(Required action A) Extract the passage of the Jau prison article between "In a statement released" and "according to BIRD.", inclusive, copying it word for word.
(Required action B) State whether each statement agrees with the Jau prison article, answering yes or no and quoting the words of the article that decide it: (i) The sit-in began after a prisoner died for lack of access to healthcare. (ii) Fifteen British MPs wrote to Dominic Raab about the enforced disappearances at the prison. (iii) The OHCHR issued its statement on Thursday.

(Text section)
UN calls on Bahrain to investigate 'violent repression' in notorious Jau prison
The United Nations has condemned the use of "unnecessary and disproportionate" force against a peaceful sit-in at Bahrain's notorious Jau prison, where inmates have allegedly been tortured in the past, and called for an investigation into the matter.
Inmates at the prison had begun a protest in the second week of April to highlight the lack of access to medical treatment, which, although being an issue for several years, has become a larger problem amid the ongoing Covid-19 pandemic. The sit-in began after a prisoner died due to a lack of healthcare access, according to the UN.
On 17 April, riot police entered the prison to suppress the protest and "threw stun grenades and beat detainees on their heads," causing a number of injuries.
Since then, 33 prisoners have been held in incommunicado detention, adding up to a total of at least 60 prisoners that have been deemed missing, according to the Bahrain Institute for Rights and Democracy (BIRD).
"We call on the Government to immediately launch a thorough and effective investigation into the violent repression of the sit-in at Jau prison," the Office of the UN High Commissioner for Human Rights (OHCHR) said in a statement on Friday.
"We also urge them to provide information on the well-being of the 33 prisoners currently held in incommunicado detention, and to ensure they are able to contact their lawyers and families."
Tensions had been rising in the country's main Jau prison since an outbreak of Covid-19 last month, which authorities said had been contained. Outside the prison, detainees' families have been holding small protests demanding the release of political prisoners and better conditions.
In a statement released after the incident, the Bahrain interior ministry said "security and legal procedures were taken today against [prisoners], in which they were involved in chaos and violence against police personnel".
'Repression intensified in recent months'
On Thursday, 10 British MPs wrote a letter to UK Foreign Secretary Dominic Raab highlighting the enforced disappearances at the prison, according to BIRD.
The MPs also criticised the government for promoting the Bahraini authorities' narrative of events, which they said was false and based on "unsubstantiated assurances from discredited Bahraini bodies".
In response to a question about the incident at the prison on 17 April, UK Minister for Foreign, Commonwealth and Development Affairs James Cleverly said the government was in contact with Bahrain and that "prison staff took necessary measures" to subdue any security threats.
Also on Thursday, BIRD reported that more than a dozen families of political prisoners in Bahrain delivered letters to the US Embassy in Manama as well as to the UN resident coordinator in Bahrain, Mohamed El Zarkani, urging them to "take immediate steps to ascertain the wellbeing and whereabouts of [their] children and family members".
The letters' signatories called out US President Joe Biden in particular, saying that, while "the extent of repression in Bahrain has only intensified in recent months," there has been "no evidence that either your embassy or the White House have taken action to curb the abuses of your Bahraini allies".
"The world's foremost human rights body has now called on Bahrain to immediately disclose the fate of the assaulted inmates, while the US and UK governments have remained silent," said Sayed Ahmed Alwadaei, director of BIRD.
"Human rights should never be subordinated to geopolitics - such silence will only embolden Bahrain to continue its brazen breaches of international law."

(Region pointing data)
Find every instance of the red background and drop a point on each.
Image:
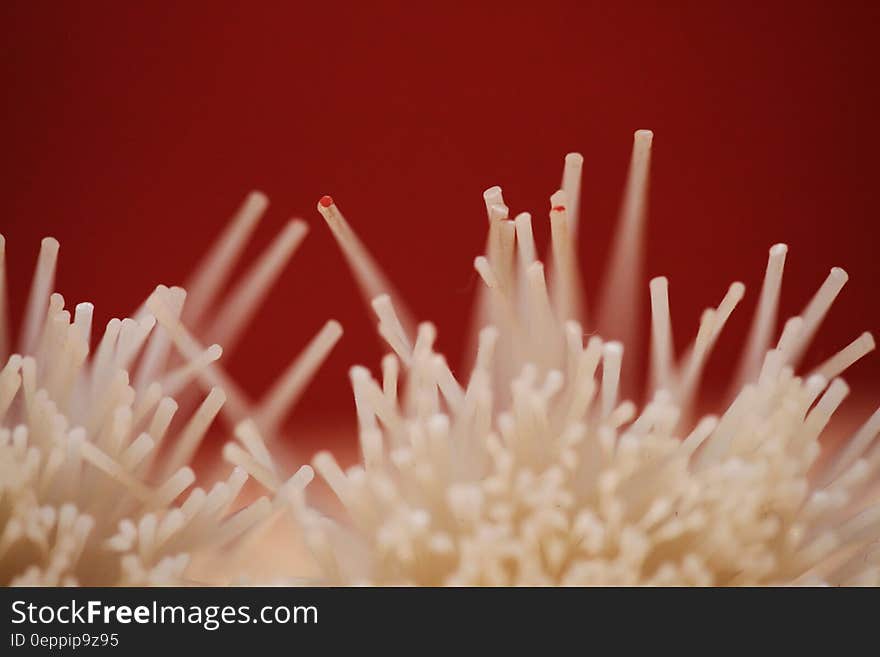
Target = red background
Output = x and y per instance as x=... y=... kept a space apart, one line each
x=131 y=133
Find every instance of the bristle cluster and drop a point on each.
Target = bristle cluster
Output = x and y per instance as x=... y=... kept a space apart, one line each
x=532 y=470
x=97 y=440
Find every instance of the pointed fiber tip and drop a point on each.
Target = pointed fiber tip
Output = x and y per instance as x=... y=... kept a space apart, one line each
x=644 y=136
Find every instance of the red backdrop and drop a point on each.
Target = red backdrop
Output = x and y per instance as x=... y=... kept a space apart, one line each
x=131 y=131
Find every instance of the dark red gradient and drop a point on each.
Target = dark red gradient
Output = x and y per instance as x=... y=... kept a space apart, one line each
x=131 y=131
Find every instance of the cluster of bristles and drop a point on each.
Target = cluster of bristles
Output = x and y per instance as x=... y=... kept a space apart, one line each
x=531 y=470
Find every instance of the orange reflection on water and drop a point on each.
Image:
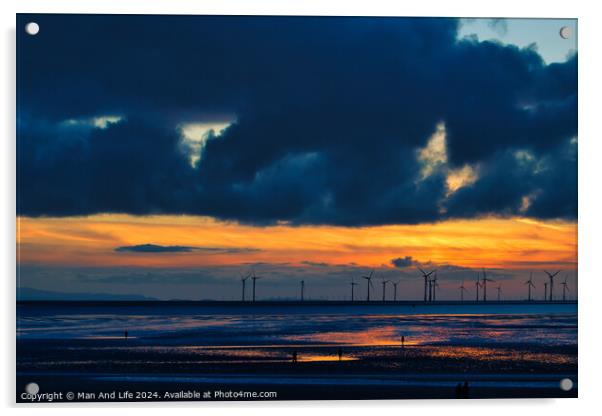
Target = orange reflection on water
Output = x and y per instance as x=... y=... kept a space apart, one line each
x=495 y=354
x=380 y=336
x=323 y=357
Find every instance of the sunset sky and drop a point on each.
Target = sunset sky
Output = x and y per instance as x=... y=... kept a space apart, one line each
x=166 y=163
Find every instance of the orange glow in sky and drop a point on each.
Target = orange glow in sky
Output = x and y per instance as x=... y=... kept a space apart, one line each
x=515 y=243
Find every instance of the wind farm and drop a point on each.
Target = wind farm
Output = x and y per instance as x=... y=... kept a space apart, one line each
x=296 y=207
x=437 y=290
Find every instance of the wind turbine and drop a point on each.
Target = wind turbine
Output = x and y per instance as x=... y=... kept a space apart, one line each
x=244 y=283
x=254 y=278
x=426 y=278
x=551 y=276
x=477 y=286
x=485 y=280
x=565 y=289
x=384 y=282
x=462 y=290
x=369 y=279
x=395 y=289
x=353 y=284
x=530 y=285
x=435 y=287
x=545 y=286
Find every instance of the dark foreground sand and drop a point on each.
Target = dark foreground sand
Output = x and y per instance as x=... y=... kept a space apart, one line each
x=168 y=373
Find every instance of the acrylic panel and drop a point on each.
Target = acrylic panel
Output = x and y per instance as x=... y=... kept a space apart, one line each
x=286 y=207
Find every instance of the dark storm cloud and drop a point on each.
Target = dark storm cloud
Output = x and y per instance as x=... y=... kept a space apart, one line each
x=153 y=248
x=329 y=115
x=403 y=262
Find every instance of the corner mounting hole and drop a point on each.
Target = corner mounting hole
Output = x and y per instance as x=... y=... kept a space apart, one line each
x=566 y=384
x=32 y=28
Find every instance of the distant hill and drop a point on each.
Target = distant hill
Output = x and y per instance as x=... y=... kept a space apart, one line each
x=27 y=293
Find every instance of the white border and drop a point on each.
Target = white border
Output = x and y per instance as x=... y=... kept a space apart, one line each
x=590 y=200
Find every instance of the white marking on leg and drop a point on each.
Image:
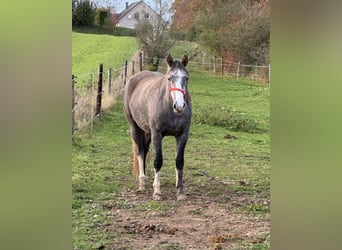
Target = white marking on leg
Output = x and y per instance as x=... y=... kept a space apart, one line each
x=156 y=185
x=142 y=176
x=180 y=195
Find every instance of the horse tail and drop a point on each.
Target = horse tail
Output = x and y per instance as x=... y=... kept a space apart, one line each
x=135 y=159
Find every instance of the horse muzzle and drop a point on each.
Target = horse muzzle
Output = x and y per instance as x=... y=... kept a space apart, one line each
x=179 y=108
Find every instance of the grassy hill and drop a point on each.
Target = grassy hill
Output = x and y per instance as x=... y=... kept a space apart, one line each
x=226 y=169
x=226 y=172
x=89 y=50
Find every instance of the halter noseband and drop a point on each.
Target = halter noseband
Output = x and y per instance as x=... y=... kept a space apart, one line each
x=180 y=90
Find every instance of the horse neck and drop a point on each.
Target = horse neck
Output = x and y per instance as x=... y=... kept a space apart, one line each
x=164 y=87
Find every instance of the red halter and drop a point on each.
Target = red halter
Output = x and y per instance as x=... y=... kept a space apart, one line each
x=180 y=90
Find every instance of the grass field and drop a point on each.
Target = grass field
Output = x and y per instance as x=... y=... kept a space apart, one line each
x=226 y=177
x=89 y=50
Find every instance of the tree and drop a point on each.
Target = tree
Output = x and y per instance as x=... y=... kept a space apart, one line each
x=153 y=35
x=238 y=30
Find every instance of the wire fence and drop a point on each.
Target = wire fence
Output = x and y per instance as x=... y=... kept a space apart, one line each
x=94 y=92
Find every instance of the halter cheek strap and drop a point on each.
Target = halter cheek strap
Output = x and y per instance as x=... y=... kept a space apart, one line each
x=180 y=90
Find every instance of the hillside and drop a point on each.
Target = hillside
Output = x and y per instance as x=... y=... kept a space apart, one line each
x=89 y=50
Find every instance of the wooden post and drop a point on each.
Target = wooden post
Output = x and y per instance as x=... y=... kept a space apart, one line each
x=269 y=74
x=214 y=64
x=238 y=71
x=125 y=74
x=73 y=108
x=110 y=80
x=99 y=91
x=140 y=61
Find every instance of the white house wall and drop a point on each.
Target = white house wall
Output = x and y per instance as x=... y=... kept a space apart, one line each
x=129 y=20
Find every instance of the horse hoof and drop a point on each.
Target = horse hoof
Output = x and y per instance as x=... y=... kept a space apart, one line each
x=157 y=197
x=141 y=188
x=181 y=197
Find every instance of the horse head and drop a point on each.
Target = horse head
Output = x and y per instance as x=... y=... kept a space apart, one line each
x=178 y=77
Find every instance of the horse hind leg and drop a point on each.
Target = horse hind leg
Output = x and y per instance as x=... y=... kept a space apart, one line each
x=181 y=143
x=158 y=162
x=139 y=158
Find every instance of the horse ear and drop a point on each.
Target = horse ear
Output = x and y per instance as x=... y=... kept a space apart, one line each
x=185 y=60
x=169 y=60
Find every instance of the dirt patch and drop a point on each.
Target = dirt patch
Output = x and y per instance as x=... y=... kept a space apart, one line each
x=200 y=222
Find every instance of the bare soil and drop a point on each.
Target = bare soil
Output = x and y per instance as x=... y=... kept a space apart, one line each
x=199 y=222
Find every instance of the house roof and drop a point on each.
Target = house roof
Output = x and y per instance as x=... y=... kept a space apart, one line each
x=130 y=8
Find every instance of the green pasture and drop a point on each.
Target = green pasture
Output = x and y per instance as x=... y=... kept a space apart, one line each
x=102 y=167
x=89 y=50
x=229 y=144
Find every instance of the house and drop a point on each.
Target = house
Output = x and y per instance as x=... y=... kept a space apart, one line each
x=135 y=11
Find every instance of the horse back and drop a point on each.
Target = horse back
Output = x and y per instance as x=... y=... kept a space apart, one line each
x=138 y=91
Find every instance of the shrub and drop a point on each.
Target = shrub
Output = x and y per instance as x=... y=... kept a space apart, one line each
x=84 y=14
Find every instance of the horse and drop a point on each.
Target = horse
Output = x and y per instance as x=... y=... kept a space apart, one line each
x=157 y=105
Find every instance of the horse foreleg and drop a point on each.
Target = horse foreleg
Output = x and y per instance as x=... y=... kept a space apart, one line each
x=158 y=162
x=181 y=142
x=139 y=156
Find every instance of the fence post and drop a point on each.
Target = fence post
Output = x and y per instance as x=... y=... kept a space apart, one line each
x=125 y=74
x=140 y=60
x=214 y=64
x=238 y=71
x=110 y=80
x=269 y=74
x=73 y=107
x=99 y=91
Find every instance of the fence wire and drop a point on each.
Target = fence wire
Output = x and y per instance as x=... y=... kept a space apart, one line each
x=85 y=86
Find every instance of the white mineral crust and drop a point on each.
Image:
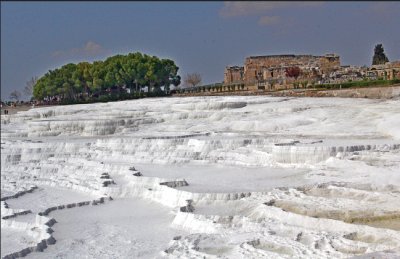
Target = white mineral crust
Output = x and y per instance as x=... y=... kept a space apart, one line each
x=226 y=177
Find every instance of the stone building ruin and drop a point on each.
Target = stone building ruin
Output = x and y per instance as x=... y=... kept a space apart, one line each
x=270 y=72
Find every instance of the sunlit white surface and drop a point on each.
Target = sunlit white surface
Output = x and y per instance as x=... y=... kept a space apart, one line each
x=266 y=177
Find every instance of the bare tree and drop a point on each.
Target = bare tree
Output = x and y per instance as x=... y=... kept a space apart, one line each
x=193 y=79
x=28 y=89
x=15 y=95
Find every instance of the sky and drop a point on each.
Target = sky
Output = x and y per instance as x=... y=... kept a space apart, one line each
x=201 y=37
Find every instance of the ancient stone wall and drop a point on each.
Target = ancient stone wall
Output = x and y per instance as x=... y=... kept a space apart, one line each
x=233 y=74
x=273 y=67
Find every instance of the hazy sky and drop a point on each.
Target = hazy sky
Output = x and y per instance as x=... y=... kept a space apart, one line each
x=201 y=37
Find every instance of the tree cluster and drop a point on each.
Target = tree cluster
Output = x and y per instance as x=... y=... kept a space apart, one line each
x=133 y=71
x=379 y=55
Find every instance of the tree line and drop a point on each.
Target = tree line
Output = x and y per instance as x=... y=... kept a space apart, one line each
x=83 y=80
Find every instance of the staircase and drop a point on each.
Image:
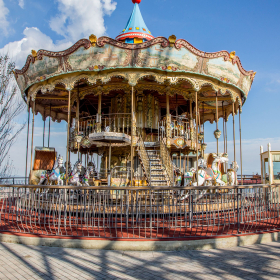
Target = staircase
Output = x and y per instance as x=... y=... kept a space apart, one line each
x=154 y=169
x=158 y=175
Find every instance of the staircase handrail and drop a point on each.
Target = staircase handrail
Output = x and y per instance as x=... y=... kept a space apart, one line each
x=167 y=161
x=144 y=158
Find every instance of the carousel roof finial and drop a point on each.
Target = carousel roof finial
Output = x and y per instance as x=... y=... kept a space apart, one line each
x=136 y=31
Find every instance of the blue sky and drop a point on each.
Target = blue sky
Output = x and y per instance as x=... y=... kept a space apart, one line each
x=251 y=28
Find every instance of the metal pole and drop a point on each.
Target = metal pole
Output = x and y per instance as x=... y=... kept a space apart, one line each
x=28 y=123
x=196 y=110
x=32 y=141
x=240 y=145
x=132 y=119
x=233 y=122
x=69 y=120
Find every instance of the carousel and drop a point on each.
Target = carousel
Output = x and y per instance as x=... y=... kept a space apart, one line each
x=135 y=107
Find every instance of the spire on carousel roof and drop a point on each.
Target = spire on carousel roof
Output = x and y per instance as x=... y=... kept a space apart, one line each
x=136 y=30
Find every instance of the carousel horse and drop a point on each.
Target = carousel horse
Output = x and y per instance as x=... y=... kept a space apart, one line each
x=214 y=173
x=231 y=175
x=74 y=178
x=55 y=175
x=90 y=171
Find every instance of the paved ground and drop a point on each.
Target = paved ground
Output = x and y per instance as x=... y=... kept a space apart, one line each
x=30 y=262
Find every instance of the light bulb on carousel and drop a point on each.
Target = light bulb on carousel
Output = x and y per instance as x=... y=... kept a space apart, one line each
x=217 y=134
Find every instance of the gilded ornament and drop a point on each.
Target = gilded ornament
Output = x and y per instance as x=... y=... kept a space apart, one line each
x=34 y=54
x=93 y=40
x=172 y=40
x=232 y=55
x=200 y=136
x=203 y=146
x=217 y=134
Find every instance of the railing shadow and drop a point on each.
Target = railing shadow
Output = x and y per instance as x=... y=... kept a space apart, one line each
x=253 y=262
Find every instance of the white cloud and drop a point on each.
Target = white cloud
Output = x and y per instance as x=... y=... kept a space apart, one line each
x=250 y=152
x=4 y=24
x=80 y=18
x=33 y=39
x=21 y=3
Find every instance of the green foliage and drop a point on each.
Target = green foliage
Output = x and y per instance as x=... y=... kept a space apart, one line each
x=11 y=105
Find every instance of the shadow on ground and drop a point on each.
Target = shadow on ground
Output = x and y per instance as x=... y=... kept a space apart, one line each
x=37 y=262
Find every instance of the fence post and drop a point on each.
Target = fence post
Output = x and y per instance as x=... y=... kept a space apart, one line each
x=191 y=208
x=238 y=212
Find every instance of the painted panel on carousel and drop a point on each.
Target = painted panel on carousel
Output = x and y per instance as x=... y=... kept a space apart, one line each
x=98 y=58
x=223 y=70
x=166 y=59
x=42 y=69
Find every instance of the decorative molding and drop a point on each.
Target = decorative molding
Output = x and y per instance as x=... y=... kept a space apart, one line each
x=225 y=54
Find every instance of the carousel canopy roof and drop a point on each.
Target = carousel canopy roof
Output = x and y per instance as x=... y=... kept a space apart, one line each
x=136 y=27
x=110 y=67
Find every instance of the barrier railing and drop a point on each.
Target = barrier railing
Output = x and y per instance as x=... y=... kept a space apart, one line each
x=139 y=213
x=120 y=122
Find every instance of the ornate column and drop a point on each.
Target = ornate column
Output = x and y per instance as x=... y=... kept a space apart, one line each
x=217 y=132
x=241 y=169
x=262 y=171
x=27 y=144
x=32 y=140
x=68 y=136
x=191 y=125
x=44 y=129
x=99 y=112
x=196 y=123
x=270 y=169
x=168 y=122
x=49 y=127
x=133 y=134
x=234 y=151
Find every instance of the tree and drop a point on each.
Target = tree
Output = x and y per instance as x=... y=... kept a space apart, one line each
x=11 y=105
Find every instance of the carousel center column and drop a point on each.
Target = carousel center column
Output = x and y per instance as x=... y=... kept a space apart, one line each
x=68 y=136
x=168 y=122
x=98 y=119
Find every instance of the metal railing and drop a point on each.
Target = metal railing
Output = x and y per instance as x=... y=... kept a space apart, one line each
x=140 y=213
x=14 y=181
x=249 y=179
x=167 y=161
x=106 y=123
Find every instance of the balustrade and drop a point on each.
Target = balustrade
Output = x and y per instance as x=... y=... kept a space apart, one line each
x=119 y=123
x=179 y=127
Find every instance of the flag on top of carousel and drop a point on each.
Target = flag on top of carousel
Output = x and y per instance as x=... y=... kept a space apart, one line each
x=136 y=31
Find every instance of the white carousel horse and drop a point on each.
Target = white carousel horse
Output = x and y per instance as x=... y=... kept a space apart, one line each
x=74 y=178
x=90 y=171
x=215 y=175
x=231 y=175
x=56 y=175
x=79 y=177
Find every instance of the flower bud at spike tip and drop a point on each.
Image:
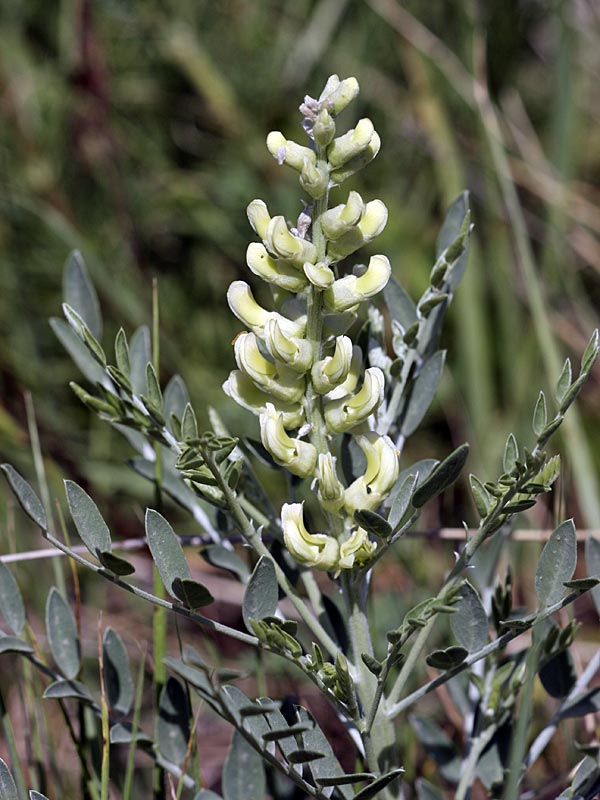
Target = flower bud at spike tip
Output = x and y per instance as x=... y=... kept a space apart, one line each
x=383 y=468
x=284 y=244
x=324 y=128
x=333 y=370
x=338 y=94
x=331 y=491
x=340 y=174
x=346 y=413
x=295 y=455
x=351 y=144
x=314 y=550
x=276 y=271
x=347 y=292
x=288 y=152
x=357 y=550
x=258 y=217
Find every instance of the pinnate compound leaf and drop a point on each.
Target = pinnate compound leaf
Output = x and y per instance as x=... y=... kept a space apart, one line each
x=175 y=398
x=12 y=644
x=427 y=791
x=62 y=634
x=315 y=740
x=423 y=392
x=540 y=415
x=345 y=780
x=304 y=756
x=117 y=674
x=173 y=727
x=191 y=593
x=448 y=658
x=166 y=551
x=481 y=497
x=262 y=593
x=8 y=789
x=60 y=690
x=373 y=789
x=122 y=353
x=592 y=560
x=401 y=501
x=511 y=454
x=557 y=564
x=222 y=558
x=85 y=363
x=90 y=524
x=115 y=564
x=243 y=773
x=28 y=499
x=79 y=293
x=140 y=353
x=373 y=523
x=11 y=601
x=469 y=622
x=122 y=733
x=564 y=382
x=400 y=305
x=442 y=476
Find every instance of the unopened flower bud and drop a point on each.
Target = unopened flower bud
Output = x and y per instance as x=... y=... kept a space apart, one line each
x=330 y=371
x=330 y=491
x=344 y=172
x=338 y=94
x=347 y=412
x=282 y=243
x=296 y=456
x=383 y=467
x=246 y=394
x=338 y=220
x=370 y=225
x=258 y=217
x=314 y=179
x=276 y=271
x=295 y=353
x=356 y=551
x=282 y=384
x=289 y=152
x=312 y=549
x=324 y=128
x=320 y=275
x=349 y=385
x=351 y=144
x=351 y=290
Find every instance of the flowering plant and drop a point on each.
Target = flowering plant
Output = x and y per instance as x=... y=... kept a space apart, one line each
x=339 y=366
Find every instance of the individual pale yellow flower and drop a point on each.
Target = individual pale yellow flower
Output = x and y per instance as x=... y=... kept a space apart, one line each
x=383 y=467
x=312 y=549
x=356 y=551
x=347 y=412
x=244 y=391
x=330 y=491
x=295 y=455
x=285 y=385
x=333 y=370
x=352 y=289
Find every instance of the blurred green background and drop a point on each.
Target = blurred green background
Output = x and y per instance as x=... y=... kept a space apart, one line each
x=134 y=131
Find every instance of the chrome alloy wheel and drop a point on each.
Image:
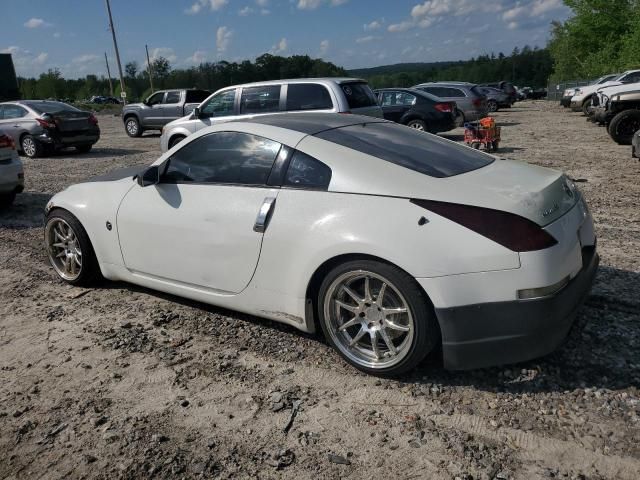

(Written solution A)
In a statement released after the incident, the Bahrain interior ministry said "security and legal procedures were taken today against [prisoners], in which they were involved in chaos and violence against police personnel".
'Repression intensified in recent months'
On Thursday, 10 British MPs wrote a letter to UK Foreign Secretary Dominic Raab highlighting the enforced disappearances at the prison, according to BIRD.

(Written solution B)
(i) Yes: "The sit-in began after a prisoner died due to a lack of healthcare access, according to the UN."
(ii) No: "On Thursday, 10 British MPs wrote a letter to UK Foreign Secretary Dominic Raab highlighting the enforced disappearances at the prison"
(iii) No: "the Office of the UN High Commissioner for Human Rights (OHCHR) said in a statement on Friday."